**TEXTO**
——
O protocolo nos eventos e a IA

Opinião

09-07-2025

# tags: Protocolo , Eventos , APOREP

A nossa vida, quer em termos pessoais, profissionais ou sociais, não escapa à rapidez das enormes e complexas mudanças que a Inteligência Artificial representa.

Algumas já ultrapassaram as telas do cinema e, para o bem ou para o mal, estão para ficar. São tempos disruptivos. No entanto, esta quantidade massiva de informação, por vezes, contraditória e de difícil escrutínio, definida por Joseph Schumpeter como “destruição criativa”, pode levar à desconfiança e ao descrédito.

Tudo o que não queremos, como profissionais ligados à indústria dos eventos. Vivemos num contexto de globalização, de conflitos e diversidade cultural e geracional, tempo escravo dos media, onde “tudo chega, sem ser necessário partir”, onde “o mais” e “o maior” estão em oposição, e o relativismo justifica todas as ações, pelo que é urgente apelar à responsabilidade ética.

Os investigadores ligados à criação e desenvolvimento da IA e as entidades reguladoras têm, por isso, alertado para a necessidade e importância de conhecer e compreender as novas ferramentas de Inteligência Artificial, de forma a adaptar o seu uso ao contexto que caracteriza cada atividade profissional, estabelecendo um quadro de referência ética, compreensível, imparcial, mas atento, para que sua utilização promova as boas práticas, e consolide a confiança, a justiça e o respeito de todos e não grave desequilíbrios existentes, potenciando oligarquias, capazes de manipular e controlar o seu uso, e cujo objetivo é o poder, sem respeito pela dignidade humana e o bem comum.

É incontestável a mais-valia que o uso da IA representa em termos de inovação e criatividade, são um instrumento de mudança, pelo que, a sua compreensão e conhecimento importa a todos. O desconhecimento e o medo, ainda que legítimo, acrescenta instabilidade, desconfiança e crispação a um negócio que se quer capaz de vivenciar e potenciar “o momento”, de forma honesta, sustentável e ética.
——
**SECÇÃO DE DADOS**
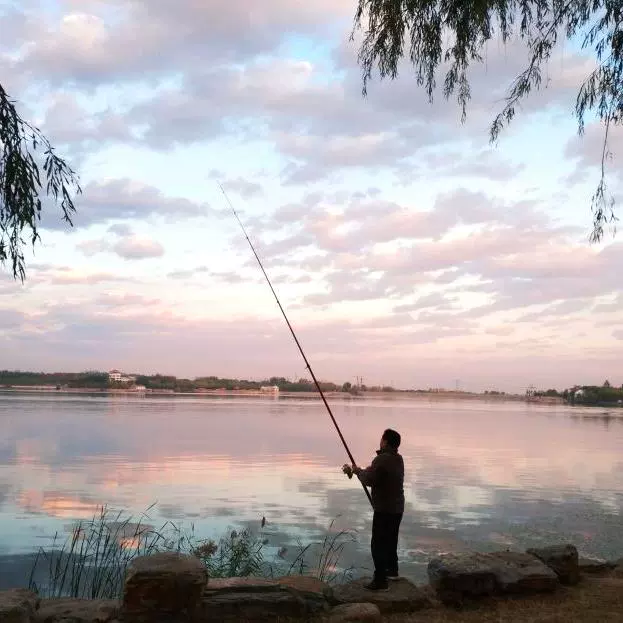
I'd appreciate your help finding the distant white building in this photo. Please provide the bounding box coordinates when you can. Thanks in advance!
[108,370,136,383]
——
**INSTRUÇÕES A CUMPRIR**
Enumere todas as expressões que aparecem entre aspas no texto de opinião sobre o protocolo nos eventos e a IA.

**RESPOSTA COMPLETA**
- “destruição criativa”
- “tudo chega, sem ser necessário partir”
- “o mais”
- “o maior”
- “o momento”